-- 提示された本文 --
/---
1)ここ数日少しずつだが、韓国のキム・ワンソプ著「親日派のための弁明」を読んでいる。この本は、自信を無くしつつある日本人の方々、特に左寄りの方々の必読書だろうと思う。何故なら、韓国や台湾の資本主義経済の発展は、日本統治を基礎としてなされたと論理的に述べているからである。今回は、その本を参考にして、韓国の歴史に関する誤解と現在の未成熟な社会の原因などについてまとめてみる。
マルクスの社会発展の理論は、人間社会は下部構造である経済構造の変化が上部構造である政治と文化をかたち作る原動力になるというものである。そして人間の政治構造は、原子共同体社会、奴隷社会、封建社会を経て、資本主義社会に発展してきた。資本主義社会の前段階である封建社会を持ったのは、上記キム氏の本には、日本と西欧だけであったという。
従って、近代資本主義の発展には封建制度を経過する必要があるが、それまでの韓国は李氏朝鮮という帝政であり、日本で言えば平安時代に相当し、近代資本主義の萌芽は全くなかった。日本統治は、被支配国を搾取の対象とする西欧型の植民地政策ではなく同化政策であり、日本と同じ近代資本主義的な政治制度の導入と同時に、近代化に必要な基礎情報の収集、教育制度や交通網整備などのインフラ整備などがなされたのである。
2)次に何故、封建社会が近代資本主義社会の成立に必要かについて考える。封建社会においては、封建領主が一定地域の土地を支配してそれを領民に分配し租税(日本では年貢米)を徴収する。そのため、領地内では地域毎に土地に関する権利や租税に関する強力で整備された法体系と、それを執行できる政治組織を持つ。そして、それらを大きな範囲で統合する中央集権政府が存在する。
従って、領民はその領域とその中で有効な法律を意識して生きるという法治国家の基本を身につける。封建領主の支配は、その権利と義務の関係を保障するものであるから、経済活動もその範囲で広く行われる。広範な範囲での経済活動は、貨幣経済の発展をもたらし、その結果資本の蓄積といったことも広く意識される。これらは、近代資本主義に必要とされる多くのことの準備となるのである。
その結果、日本では西欧の市民革命とは異なった形だが、結果的に明治維新という革命が成功裏に進められ、資本主義的国民国家としての体制を整えることになった。一方、朝鮮半島ではこのような経過を経ておらず、また、登記制度や裁判などにも馴染みがなかったので、独自に近代化を成し遂げるのは困難だっただろう。ただ、現代の日本の歴史教育において、この江戸時代の役割を正当に教えていないことは改めるべきである。
韓国では以上のような、経済史学や歴史学の成果を否定している。つまり、現在でも韓国では近代化の萌芽が李氏朝鮮の時代にあったのだが、それを日本統治が摘み取り、韓国の独自の発展を阻害したという教育を行っているという。それを著者は、韓国は何故「オレンジ畑でリンゴを探すのか」と嘆いている。
\---
-- 課題一覧 --
a. 本文によると、キム氏の本では、資本主義社会の前段階である封建社会を持ったのはどこだけだとされているか。
b. 本文の「従って、領民はその領域とその」から「ないことは改めるべきである。」までを一字一句変えずに引用せよ。

-- データ抜粋 --
/---
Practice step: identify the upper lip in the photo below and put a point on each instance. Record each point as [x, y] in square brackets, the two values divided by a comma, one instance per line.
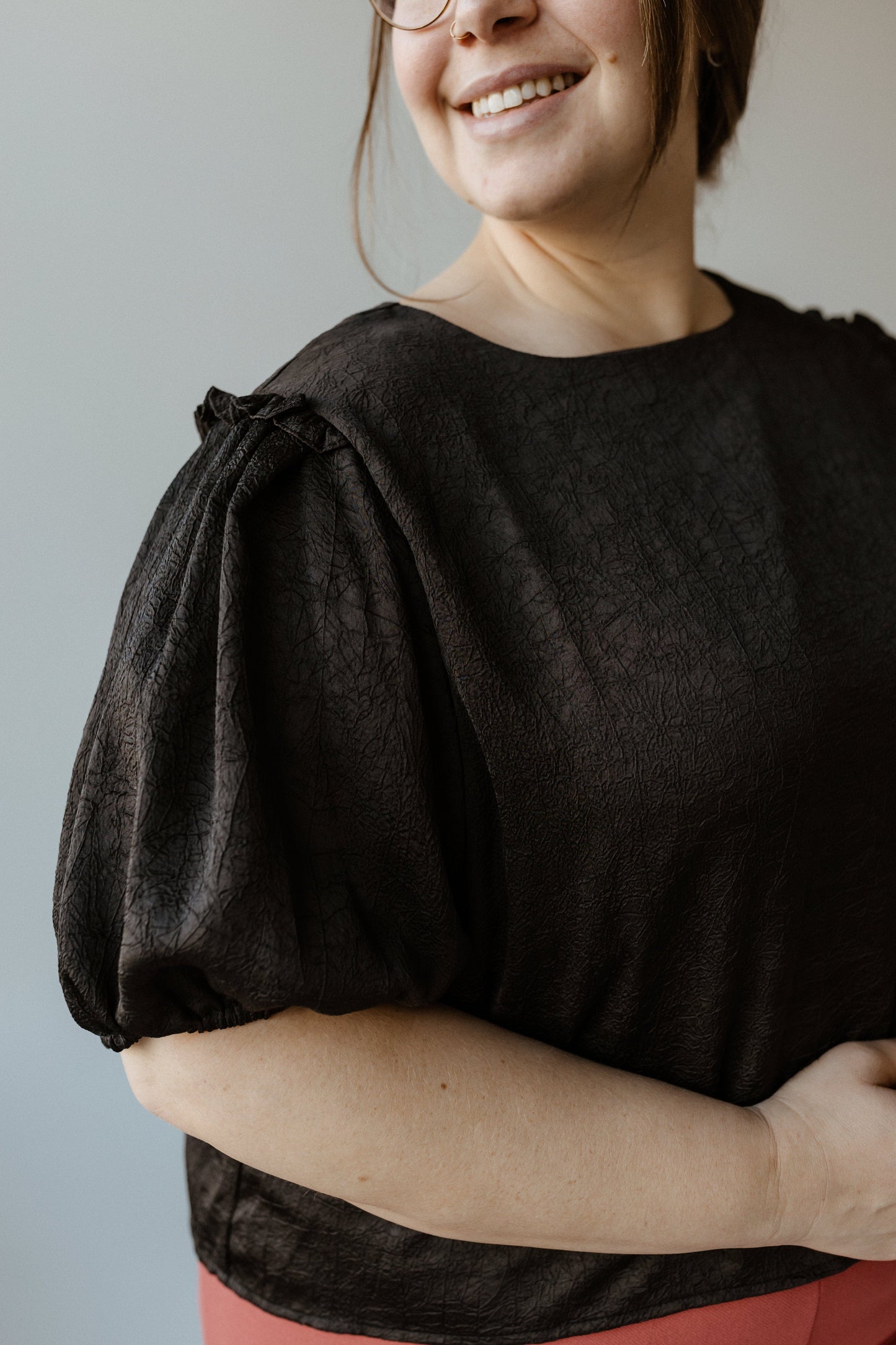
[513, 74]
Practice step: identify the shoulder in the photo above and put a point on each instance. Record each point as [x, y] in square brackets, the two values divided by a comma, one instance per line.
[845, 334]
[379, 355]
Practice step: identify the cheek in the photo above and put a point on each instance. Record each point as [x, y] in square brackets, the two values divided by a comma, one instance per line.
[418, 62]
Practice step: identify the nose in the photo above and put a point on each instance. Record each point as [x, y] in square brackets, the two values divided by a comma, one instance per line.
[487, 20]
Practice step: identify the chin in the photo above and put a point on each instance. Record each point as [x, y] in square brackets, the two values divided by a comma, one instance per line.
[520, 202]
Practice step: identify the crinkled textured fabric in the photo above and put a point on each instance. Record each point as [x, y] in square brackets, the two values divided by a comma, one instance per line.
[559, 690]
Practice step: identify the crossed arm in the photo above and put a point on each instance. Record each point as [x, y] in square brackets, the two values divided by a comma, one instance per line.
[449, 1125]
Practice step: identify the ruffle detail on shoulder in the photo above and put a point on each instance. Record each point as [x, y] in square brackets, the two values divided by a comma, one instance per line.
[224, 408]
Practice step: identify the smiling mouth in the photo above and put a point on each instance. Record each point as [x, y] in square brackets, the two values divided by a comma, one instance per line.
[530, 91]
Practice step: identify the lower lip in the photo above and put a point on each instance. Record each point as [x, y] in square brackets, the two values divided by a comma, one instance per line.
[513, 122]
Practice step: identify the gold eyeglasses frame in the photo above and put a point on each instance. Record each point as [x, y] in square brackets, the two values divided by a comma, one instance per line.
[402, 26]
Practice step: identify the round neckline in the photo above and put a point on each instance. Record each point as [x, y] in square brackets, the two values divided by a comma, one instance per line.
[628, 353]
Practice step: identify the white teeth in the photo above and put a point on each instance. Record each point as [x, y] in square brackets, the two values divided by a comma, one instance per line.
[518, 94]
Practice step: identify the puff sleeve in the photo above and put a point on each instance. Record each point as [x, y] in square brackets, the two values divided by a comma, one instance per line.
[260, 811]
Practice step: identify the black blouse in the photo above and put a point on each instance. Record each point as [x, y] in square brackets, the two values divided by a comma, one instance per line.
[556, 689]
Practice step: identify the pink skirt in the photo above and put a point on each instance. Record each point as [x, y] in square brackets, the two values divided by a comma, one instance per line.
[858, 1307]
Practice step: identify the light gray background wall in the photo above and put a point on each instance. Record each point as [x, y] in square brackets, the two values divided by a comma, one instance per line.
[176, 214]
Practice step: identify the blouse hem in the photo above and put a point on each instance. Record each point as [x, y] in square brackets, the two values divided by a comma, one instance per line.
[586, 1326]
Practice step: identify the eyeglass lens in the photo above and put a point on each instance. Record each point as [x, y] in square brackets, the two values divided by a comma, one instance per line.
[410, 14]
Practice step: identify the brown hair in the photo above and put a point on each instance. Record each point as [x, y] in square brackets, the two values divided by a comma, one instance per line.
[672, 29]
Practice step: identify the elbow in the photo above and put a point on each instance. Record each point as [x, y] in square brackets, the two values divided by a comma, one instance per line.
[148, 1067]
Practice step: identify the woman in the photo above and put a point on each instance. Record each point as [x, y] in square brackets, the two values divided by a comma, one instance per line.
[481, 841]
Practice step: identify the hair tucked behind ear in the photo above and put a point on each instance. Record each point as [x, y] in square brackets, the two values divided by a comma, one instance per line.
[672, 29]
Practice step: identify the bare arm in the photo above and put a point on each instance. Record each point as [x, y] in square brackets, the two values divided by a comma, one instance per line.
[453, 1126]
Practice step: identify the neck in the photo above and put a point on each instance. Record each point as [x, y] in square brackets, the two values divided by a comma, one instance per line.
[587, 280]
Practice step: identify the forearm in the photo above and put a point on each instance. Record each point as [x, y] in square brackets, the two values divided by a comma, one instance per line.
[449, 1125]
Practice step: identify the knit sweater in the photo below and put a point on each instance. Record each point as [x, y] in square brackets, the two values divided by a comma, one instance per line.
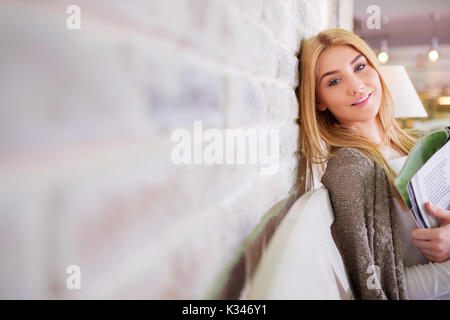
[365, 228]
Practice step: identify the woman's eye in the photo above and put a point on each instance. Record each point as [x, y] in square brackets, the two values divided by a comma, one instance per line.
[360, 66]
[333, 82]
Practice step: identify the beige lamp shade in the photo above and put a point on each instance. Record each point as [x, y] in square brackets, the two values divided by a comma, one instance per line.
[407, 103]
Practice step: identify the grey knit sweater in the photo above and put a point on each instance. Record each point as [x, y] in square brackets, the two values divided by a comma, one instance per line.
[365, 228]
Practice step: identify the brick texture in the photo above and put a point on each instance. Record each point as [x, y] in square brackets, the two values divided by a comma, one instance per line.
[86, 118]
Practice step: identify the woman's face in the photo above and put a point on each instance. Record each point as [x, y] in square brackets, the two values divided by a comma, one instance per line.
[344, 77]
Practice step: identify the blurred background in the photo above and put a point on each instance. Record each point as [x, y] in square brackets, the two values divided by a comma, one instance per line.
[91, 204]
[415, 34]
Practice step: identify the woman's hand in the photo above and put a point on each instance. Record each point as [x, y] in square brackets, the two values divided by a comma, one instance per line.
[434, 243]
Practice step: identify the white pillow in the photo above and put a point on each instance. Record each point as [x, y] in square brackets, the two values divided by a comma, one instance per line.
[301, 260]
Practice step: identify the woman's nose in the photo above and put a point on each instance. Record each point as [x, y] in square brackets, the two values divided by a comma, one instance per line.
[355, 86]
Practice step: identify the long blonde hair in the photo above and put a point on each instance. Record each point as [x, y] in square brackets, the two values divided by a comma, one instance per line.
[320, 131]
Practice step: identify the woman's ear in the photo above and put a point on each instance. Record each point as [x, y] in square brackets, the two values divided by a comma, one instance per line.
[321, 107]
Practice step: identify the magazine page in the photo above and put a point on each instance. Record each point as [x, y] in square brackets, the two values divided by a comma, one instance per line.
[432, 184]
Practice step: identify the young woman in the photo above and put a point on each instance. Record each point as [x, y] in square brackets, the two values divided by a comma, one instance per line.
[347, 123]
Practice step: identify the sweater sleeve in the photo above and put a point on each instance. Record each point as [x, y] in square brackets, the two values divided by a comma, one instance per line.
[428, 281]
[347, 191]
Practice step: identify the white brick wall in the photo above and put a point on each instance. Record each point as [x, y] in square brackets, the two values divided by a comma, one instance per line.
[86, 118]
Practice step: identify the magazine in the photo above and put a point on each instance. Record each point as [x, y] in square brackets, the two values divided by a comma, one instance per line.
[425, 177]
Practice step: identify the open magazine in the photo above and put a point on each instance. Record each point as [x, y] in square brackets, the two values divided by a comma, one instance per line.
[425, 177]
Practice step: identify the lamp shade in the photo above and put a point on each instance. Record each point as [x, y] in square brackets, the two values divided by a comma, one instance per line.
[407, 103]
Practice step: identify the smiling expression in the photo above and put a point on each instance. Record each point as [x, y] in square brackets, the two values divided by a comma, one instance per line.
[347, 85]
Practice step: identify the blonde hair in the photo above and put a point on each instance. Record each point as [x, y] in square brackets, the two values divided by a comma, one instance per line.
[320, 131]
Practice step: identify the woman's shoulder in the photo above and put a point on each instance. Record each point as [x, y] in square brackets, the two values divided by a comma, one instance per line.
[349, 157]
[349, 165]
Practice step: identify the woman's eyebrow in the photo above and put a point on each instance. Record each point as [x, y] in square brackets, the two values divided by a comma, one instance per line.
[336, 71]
\---
-- 各課題の解答 --
a. 日本と西欧だけ。

b.
従って、領民はその領域とその中で有効な法律を意識して生きるという法治国家の基本を身につける。封建領主の支配は、その権利と義務の関係を保障するものであるから、経済活動もその範囲で広く行われる。広範な範囲での経済活動は、貨幣経済の発展をもたらし、その結果資本の蓄積といったことも広く意識される。これらは、近代資本主義に必要とされる多くのことの準備となるのである。
その結果、日本では西欧の市民革命とは異なった形だが、結果的に明治維新という革命が成功裏に進められ、資本主義的国民国家としての体制を整えることになった。一方、朝鮮半島ではこのような経過を経ておらず、また、登記制度や裁判などにも馴染みがなかったので、独自に近代化を成し遂げるのは困難だっただろう。ただ、現代の日本の歴史教育において、この江戸時代の役割を正当に教えていないことは改めるべきである。